▶ [What to work on]
Pick out and copy each line of the listing below that contains the word "blue". Matches must have the same case.

▶ [Records supplied]
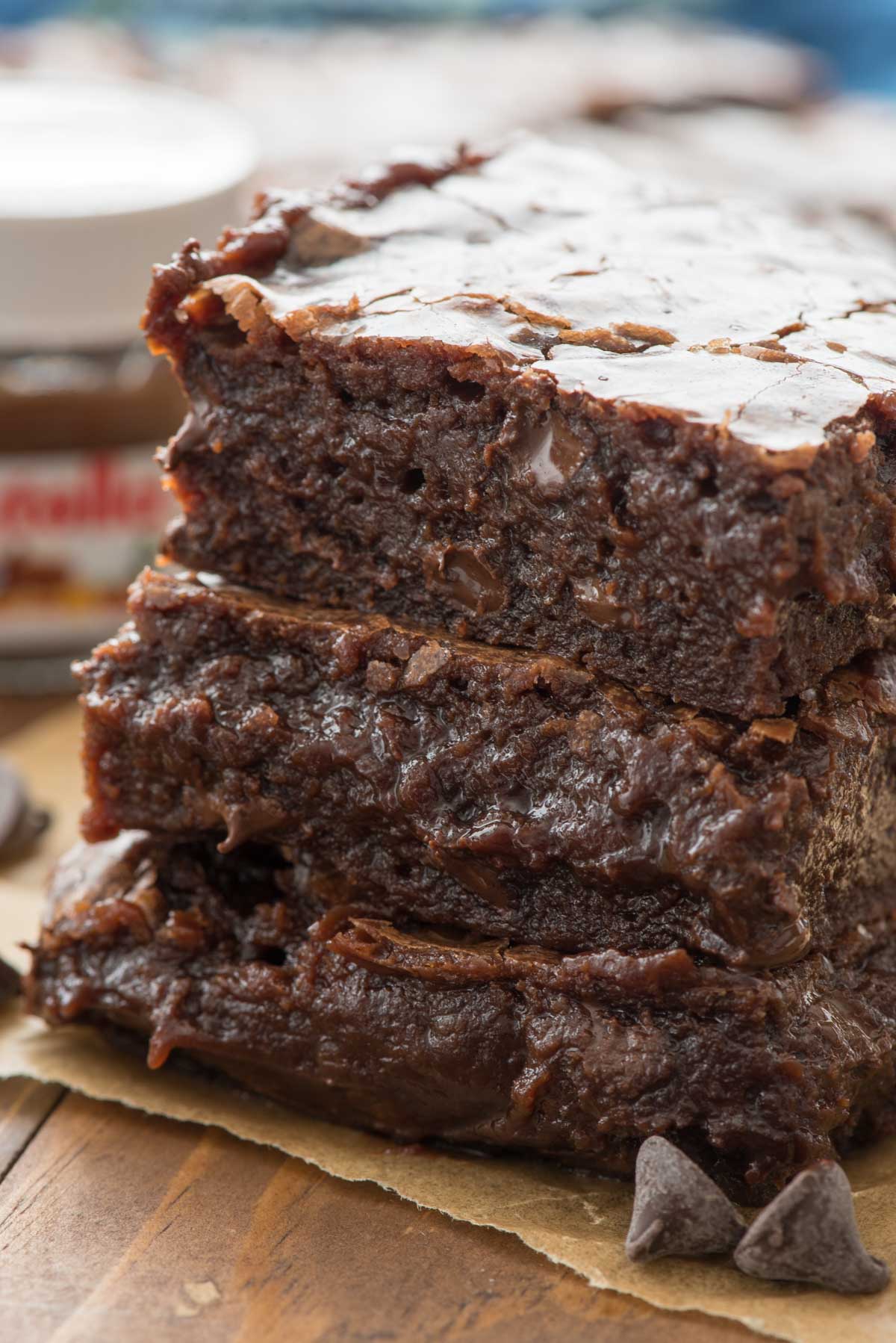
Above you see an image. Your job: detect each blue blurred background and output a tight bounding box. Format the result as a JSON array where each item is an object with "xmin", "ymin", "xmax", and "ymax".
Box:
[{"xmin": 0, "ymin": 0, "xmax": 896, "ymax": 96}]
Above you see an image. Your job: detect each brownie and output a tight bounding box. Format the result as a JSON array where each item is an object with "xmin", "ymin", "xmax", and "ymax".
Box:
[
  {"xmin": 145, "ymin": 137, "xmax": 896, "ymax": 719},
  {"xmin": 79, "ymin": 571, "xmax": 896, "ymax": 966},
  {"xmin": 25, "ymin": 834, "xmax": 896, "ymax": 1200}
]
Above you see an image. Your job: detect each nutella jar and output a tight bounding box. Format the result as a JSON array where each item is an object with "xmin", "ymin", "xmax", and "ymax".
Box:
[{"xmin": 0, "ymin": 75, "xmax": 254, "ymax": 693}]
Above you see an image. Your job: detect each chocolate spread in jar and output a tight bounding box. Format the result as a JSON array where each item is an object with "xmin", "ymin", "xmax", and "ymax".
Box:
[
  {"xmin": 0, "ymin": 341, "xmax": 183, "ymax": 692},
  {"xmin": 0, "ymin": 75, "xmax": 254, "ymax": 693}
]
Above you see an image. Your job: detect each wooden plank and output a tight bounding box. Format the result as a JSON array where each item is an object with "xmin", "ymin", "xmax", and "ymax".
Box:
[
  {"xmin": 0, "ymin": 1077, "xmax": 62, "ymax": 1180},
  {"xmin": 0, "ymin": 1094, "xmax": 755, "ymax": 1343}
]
--
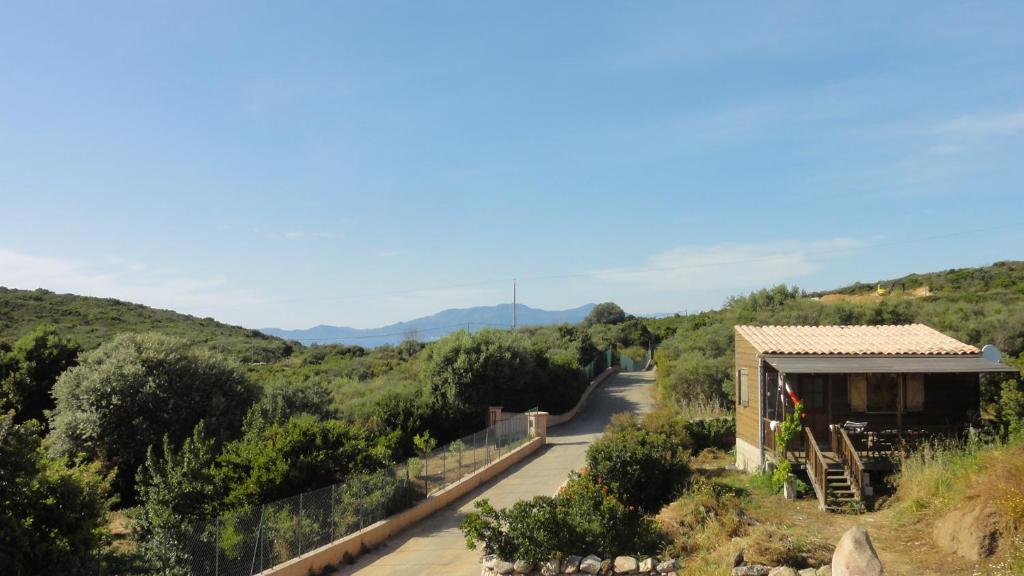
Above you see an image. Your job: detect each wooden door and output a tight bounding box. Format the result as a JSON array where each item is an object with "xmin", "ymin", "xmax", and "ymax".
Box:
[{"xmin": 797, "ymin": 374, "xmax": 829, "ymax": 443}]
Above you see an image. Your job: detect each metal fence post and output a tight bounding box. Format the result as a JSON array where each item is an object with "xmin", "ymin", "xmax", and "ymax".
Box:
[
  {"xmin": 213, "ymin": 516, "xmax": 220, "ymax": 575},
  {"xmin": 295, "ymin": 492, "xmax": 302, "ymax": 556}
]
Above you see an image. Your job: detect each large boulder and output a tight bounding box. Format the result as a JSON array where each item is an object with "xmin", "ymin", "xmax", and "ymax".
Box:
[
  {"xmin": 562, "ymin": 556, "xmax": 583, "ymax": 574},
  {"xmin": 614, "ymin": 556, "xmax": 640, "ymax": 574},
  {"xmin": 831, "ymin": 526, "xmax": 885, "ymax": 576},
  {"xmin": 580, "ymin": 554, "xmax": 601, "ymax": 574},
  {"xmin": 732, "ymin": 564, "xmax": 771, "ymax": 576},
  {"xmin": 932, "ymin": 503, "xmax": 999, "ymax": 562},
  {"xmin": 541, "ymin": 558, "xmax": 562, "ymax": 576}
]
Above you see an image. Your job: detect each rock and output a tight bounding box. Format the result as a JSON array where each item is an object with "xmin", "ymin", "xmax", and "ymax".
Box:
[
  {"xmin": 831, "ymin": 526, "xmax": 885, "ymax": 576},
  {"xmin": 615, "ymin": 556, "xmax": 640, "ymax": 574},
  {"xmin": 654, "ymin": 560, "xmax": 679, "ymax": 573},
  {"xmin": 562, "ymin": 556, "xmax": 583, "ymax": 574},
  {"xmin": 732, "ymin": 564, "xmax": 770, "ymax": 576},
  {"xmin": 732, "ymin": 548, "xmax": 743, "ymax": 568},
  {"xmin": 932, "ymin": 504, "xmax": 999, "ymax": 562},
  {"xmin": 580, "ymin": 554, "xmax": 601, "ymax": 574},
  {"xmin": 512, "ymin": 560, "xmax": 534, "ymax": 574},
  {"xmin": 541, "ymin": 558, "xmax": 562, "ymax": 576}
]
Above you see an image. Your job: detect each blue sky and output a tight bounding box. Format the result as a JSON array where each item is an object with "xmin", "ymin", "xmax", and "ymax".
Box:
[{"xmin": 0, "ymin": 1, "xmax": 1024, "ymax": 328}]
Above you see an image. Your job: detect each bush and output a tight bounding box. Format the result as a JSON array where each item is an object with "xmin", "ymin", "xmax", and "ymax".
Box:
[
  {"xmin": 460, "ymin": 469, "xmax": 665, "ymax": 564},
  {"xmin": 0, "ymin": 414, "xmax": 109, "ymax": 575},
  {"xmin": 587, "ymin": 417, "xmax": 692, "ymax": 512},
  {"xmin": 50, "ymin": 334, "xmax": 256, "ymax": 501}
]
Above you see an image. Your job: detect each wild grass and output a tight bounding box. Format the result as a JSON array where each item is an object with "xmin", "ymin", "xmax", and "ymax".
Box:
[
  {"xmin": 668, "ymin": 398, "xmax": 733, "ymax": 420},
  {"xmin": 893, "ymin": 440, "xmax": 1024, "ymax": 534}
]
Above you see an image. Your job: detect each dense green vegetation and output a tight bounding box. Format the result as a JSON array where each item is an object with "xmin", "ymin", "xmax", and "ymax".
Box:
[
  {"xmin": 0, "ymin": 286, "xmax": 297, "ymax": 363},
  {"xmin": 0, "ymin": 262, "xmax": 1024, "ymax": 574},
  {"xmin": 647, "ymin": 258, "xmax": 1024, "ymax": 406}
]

▶ [Task solution]
Above you see an image. Your job: detect each blue blurred background and output a tight bounding box. Format the result as a JSON array where each item is an object with "xmin", "ymin", "xmax", and "ymax".
Above you see an image. Your job: detect each blue sky and output a tight bounding box. Format the result as a JSON array where each item is an object with "xmin", "ymin", "xmax", and "ymax".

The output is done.